- [TEXTO MOSTRADO]:
Las provincias que tenían sus propios fueros estaban exentas de la prestación del servicio militar, pagaban menos impuestos, disfrutaban de autonomía fiscal y comercial, derecho civil y penal propios, estatuto de hidalguía para todos sus habitantes, etc. Para los vascos o navarros, abolir sus fueros significaba «anular parte de su identidad como pueblo». No lo podían tolerar.


***



El 29 de septiembre de 1833, murió Fernando VII. Su mujer, la reina María Cristina, gobernaría el país en calidad de regente, hasta que la princesa Isabel alcanzara la mayoría de edad. Pero don Carlos, que en ningún momento aceptó a doña Isabel como futura reina, se proclamó legítimo sucesor.

El estallido de la sublevación se originó de una forma un tanto curiosa. El 3 de octubre de 1833, un funcionario de correos de Talavera de la Reina llamado Manuel María González, al grito de «¡Viva Carlos V!» y acompañado por un grupo de carlistas, depuso a las autoridades isabelinas de la ciudad. Aunque esta rebelión tuvo poco éxito, pues el funcionario en cuestión fue capturado y fusilado, supuso el detonante para que se desataran decenas de levantamientos por toda España. Al principio, se trataba de focos aislados, sin ninguna organización o conexión entre ellos. Muchos fueron sofocados al instante, sobre todo en Andalucía, pero aquellos en los que la población se involucró, apoyando a los carlistas, triunfaron. Es el caso del País Vasco, Navarra, Aragón, Cataluña, Galicia y Castilla la Vieja, donde el cura Merino tuvo un papel muy relevante.

- [TAREA]: Copia del texto sobre los fueros y la sublevación carlista el fragmento que empieza en "El estallido de" y termina en "papel muy relevante.".

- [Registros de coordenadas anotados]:
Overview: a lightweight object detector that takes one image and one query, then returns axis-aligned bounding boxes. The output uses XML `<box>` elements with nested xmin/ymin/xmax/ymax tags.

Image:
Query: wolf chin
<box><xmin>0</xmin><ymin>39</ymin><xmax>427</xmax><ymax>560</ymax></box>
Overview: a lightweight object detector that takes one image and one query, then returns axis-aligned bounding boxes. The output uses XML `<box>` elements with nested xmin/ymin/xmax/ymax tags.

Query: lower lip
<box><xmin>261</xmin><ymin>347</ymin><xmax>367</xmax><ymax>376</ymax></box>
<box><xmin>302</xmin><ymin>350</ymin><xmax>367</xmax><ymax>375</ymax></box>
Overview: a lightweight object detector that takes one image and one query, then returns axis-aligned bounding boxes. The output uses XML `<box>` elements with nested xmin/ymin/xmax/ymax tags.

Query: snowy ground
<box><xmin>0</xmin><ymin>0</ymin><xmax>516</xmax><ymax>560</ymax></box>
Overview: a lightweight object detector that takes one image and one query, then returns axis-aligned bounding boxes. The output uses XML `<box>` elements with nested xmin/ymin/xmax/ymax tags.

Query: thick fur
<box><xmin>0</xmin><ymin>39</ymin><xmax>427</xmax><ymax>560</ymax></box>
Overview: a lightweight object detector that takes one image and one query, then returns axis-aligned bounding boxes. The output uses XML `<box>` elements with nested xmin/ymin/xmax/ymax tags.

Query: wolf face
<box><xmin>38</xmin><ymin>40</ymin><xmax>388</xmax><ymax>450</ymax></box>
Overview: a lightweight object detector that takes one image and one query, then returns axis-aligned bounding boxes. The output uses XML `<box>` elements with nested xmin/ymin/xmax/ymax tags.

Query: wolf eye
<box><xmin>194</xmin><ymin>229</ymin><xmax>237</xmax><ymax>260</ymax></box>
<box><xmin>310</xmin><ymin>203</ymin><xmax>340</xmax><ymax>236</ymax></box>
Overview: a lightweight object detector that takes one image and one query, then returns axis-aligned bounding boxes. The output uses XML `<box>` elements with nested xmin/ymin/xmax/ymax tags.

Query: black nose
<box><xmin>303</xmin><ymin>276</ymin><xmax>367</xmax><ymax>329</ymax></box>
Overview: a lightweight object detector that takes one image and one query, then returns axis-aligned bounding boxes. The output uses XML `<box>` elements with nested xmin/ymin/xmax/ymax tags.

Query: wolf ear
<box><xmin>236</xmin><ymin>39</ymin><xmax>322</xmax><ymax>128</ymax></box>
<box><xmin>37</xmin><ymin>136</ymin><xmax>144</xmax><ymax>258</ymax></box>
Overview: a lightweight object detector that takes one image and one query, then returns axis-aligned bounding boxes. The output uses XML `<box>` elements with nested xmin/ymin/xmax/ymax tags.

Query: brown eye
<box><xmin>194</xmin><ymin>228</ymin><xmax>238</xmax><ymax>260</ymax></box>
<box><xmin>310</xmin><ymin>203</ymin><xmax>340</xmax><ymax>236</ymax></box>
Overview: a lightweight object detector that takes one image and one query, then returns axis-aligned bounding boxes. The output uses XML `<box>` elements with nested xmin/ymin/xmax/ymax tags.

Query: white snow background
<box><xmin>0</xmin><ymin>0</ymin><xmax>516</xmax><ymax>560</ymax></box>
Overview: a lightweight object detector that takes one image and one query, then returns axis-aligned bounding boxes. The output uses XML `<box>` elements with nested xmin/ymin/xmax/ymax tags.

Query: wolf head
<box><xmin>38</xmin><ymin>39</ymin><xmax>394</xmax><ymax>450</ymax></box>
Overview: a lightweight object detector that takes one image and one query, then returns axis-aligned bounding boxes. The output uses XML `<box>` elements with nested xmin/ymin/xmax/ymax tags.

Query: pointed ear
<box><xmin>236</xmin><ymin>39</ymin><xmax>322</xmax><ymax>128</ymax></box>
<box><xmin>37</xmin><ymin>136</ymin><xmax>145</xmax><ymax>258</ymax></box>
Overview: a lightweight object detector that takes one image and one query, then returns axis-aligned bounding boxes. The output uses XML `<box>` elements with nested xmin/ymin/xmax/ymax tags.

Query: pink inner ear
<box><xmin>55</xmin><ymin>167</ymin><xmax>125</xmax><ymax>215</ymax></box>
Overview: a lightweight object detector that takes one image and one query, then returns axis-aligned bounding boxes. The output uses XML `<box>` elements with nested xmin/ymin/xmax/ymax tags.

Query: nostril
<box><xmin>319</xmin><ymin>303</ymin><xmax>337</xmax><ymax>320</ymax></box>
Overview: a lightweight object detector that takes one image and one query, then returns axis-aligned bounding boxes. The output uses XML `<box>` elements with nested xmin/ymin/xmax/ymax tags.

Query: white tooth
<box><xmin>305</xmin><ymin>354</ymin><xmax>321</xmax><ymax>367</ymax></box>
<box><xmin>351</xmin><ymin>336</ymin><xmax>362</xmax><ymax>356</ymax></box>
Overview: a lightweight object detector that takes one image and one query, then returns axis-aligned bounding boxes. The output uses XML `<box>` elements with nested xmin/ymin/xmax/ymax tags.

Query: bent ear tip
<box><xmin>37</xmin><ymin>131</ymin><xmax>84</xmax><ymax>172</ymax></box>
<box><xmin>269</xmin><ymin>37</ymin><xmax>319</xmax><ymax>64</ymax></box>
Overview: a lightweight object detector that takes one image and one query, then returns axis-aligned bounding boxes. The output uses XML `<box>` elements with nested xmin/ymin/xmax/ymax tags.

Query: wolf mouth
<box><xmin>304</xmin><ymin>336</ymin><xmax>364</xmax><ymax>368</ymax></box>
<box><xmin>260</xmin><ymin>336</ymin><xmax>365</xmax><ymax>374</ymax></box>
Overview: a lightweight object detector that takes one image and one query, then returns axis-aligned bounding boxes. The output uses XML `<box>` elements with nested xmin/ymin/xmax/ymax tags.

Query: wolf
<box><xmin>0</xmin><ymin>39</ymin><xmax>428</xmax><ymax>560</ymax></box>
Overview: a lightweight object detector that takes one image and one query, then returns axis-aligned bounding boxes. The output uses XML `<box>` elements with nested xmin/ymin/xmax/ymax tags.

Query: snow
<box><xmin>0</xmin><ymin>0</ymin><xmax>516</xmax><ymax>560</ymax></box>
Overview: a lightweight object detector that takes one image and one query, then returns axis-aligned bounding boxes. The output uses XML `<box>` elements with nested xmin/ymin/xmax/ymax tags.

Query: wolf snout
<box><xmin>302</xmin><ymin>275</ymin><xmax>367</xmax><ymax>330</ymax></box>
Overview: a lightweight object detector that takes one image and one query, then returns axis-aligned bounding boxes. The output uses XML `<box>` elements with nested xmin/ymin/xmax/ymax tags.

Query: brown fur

- [RESPUESTA]:
El estallido de la sublevación se originó de una forma un tanto curiosa. El 3 de octubre de 1833, un funcionario de correos de Talavera de la Reina llamado Manuel María González, al grito de «¡Viva Carlos V!» y acompañado por un grupo de carlistas, depuso a las autoridades isabelinas de la ciudad. Aunque esta rebelión tuvo poco éxito, pues el funcionario en cuestión fue capturado y fusilado, supuso el detonante para que se desataran decenas de levantamientos por toda España. Al principio, se trataba de focos aislados, sin ninguna organización o conexión entre ellos. Muchos fueron sofocados al instante, sobre todo en Andalucía, pero aquellos en los que la población se involucró, apoyando a los carlistas, triunfaron. Es el caso del País Vasco, Navarra, Aragón, Cataluña, Galicia y Castilla la Vieja, donde el cura Merino tuvo un papel muy relevante.